═══ RECORD SET
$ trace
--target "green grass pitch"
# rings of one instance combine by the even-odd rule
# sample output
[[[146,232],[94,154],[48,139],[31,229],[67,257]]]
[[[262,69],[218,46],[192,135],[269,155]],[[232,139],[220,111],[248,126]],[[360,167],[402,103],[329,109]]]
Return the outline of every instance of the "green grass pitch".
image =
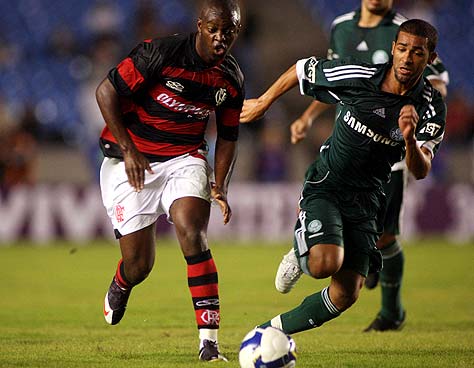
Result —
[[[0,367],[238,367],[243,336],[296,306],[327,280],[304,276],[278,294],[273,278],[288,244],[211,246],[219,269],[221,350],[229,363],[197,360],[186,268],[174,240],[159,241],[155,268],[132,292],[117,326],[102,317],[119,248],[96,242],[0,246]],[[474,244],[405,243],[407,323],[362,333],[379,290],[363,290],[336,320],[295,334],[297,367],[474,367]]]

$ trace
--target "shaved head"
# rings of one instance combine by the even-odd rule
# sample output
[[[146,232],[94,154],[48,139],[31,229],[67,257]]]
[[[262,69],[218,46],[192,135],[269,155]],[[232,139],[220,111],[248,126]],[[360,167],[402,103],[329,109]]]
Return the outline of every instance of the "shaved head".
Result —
══════
The data above should be repeated exactly, minus any pictures.

$ trace
--target "green grass pitch"
# rings of one instance combine by the even-odd rule
# sample output
[[[146,232],[94,154],[48,139],[31,229],[67,257]]]
[[[262,69],[218,46],[192,135],[269,155]],[[232,139],[220,111],[248,126]],[[360,167],[402,103],[329,109]]]
Return the outline of every instance of the "green grass pitch".
image =
Result —
[[[0,367],[238,367],[243,336],[296,306],[327,280],[304,276],[278,294],[273,278],[288,244],[211,246],[219,269],[221,350],[229,363],[197,360],[186,268],[174,240],[159,241],[155,268],[132,292],[117,326],[102,317],[119,248],[96,242],[0,246]],[[474,244],[405,243],[407,323],[362,333],[379,290],[363,290],[336,320],[295,334],[297,367],[474,367]]]

$ trace
--target "shaved head"
# rings of one instance combine by the even-odd rule
# sample output
[[[146,232],[94,154],[48,139],[31,229],[67,257]]]
[[[262,69],[218,46],[192,135],[269,155]],[[232,139],[220,111],[248,126]],[[360,167],[402,103],[329,109]]]
Return the outline of every instance of the "shaved head".
Result —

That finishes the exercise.